■ What you will do ■
Gather every line in the listing below that contains the string "cathedral", treating uppercase and lowercase letters as different.

--- start of Information given ---

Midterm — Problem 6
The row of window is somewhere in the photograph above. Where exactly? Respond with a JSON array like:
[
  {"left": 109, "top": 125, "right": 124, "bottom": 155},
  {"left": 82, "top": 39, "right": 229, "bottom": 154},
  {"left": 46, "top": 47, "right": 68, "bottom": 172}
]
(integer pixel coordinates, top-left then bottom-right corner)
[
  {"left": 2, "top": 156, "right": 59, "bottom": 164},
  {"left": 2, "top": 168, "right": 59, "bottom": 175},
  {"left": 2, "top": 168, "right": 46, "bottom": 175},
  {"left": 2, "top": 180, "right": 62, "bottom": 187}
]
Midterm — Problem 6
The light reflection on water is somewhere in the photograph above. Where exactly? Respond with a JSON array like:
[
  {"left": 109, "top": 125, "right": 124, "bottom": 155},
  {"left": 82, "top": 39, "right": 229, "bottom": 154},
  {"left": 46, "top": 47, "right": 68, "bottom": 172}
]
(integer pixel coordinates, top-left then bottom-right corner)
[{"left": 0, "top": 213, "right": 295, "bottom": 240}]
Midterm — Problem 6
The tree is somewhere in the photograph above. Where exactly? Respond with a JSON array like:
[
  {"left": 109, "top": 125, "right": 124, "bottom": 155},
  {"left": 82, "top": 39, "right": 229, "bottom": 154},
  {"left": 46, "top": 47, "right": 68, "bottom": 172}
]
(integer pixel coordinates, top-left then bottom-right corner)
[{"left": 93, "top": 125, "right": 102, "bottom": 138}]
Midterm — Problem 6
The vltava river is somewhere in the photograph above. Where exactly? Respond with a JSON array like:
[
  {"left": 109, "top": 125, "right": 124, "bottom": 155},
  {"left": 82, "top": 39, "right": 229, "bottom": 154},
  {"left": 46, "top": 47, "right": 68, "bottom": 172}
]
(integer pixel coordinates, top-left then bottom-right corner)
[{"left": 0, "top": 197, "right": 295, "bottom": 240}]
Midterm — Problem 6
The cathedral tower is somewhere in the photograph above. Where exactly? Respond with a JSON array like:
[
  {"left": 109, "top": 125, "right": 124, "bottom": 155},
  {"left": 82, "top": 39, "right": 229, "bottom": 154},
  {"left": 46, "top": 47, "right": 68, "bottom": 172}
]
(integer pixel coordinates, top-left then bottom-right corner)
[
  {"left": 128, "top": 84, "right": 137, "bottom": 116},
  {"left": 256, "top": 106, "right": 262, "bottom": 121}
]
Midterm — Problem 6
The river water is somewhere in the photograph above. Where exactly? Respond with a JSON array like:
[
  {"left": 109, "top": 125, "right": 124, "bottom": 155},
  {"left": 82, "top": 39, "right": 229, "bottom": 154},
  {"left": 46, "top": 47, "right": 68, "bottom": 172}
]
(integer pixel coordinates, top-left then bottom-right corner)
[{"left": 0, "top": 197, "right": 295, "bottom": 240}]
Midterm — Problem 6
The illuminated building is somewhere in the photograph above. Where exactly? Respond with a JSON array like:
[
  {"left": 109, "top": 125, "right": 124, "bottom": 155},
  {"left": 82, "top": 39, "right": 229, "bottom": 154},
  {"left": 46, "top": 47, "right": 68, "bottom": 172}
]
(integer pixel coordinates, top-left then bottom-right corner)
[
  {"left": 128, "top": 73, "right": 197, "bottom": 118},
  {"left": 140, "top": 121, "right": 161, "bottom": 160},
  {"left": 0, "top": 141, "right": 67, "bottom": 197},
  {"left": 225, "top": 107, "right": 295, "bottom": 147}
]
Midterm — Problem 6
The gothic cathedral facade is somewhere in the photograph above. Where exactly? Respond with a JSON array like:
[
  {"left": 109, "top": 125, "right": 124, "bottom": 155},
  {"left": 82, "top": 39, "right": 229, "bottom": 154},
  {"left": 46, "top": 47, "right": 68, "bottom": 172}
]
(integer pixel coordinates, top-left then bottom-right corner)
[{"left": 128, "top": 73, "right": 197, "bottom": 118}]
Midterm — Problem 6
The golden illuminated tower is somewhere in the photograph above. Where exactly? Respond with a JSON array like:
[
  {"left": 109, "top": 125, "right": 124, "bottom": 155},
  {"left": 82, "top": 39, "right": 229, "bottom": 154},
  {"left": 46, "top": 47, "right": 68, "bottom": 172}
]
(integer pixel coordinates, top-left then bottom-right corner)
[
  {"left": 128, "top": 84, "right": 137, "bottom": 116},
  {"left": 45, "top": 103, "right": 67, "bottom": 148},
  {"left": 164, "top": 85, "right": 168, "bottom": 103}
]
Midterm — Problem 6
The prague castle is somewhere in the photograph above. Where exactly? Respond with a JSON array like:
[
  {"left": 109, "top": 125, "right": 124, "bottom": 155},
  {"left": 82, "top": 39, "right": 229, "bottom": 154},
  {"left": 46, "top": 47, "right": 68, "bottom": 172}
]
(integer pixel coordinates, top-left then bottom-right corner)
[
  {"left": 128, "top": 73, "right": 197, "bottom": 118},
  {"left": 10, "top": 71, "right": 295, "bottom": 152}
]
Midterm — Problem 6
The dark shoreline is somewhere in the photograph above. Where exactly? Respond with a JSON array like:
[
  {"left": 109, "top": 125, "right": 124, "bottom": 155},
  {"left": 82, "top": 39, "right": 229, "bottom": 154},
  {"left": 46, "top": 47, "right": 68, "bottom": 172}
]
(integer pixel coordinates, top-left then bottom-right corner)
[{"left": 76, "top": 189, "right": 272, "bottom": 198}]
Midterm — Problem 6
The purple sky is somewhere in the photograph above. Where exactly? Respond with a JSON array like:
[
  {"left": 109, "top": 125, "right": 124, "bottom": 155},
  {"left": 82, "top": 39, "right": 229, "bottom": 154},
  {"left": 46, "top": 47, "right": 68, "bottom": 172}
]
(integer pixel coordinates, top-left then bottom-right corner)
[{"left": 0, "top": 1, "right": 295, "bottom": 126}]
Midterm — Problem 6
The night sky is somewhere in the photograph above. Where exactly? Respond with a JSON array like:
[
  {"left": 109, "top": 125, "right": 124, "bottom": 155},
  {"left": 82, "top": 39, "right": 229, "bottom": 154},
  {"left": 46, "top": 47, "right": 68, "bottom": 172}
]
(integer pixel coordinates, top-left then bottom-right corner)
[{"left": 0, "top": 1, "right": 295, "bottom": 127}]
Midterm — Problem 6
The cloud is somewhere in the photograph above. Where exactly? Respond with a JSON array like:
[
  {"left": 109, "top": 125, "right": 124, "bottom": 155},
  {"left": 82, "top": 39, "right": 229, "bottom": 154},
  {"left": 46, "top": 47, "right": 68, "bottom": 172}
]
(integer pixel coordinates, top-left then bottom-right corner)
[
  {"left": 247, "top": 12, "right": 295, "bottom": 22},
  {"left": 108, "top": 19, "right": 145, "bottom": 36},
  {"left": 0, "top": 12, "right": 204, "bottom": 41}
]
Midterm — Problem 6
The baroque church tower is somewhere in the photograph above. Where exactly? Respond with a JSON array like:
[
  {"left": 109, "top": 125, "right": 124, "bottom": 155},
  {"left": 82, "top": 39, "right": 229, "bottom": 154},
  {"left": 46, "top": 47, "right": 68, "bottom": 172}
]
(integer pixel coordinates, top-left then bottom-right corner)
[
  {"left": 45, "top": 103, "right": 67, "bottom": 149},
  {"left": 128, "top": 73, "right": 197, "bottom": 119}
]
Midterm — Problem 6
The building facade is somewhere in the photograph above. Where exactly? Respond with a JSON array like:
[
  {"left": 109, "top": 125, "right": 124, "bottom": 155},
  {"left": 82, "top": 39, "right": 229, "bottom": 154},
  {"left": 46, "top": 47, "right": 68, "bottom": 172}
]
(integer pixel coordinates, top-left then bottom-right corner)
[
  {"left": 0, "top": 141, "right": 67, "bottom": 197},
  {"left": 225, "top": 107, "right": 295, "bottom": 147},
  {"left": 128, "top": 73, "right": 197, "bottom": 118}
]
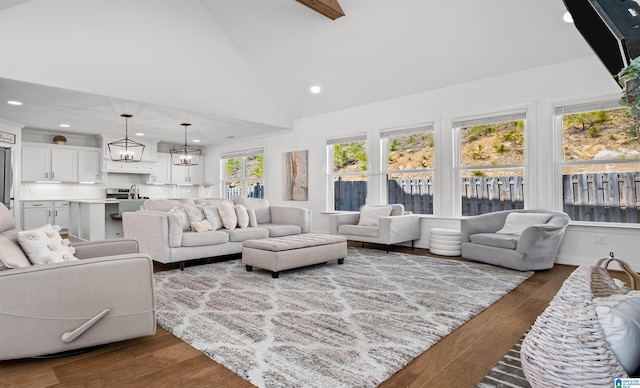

--- end of Information given ---

■ Exercise solution ■
The cathedral tower is somewhere in the photograph above. Where exactly? Respond with a JSON array like:
The gothic cathedral facade is somewhere in the photograph above. Where exactly? Respond with a JSON array like:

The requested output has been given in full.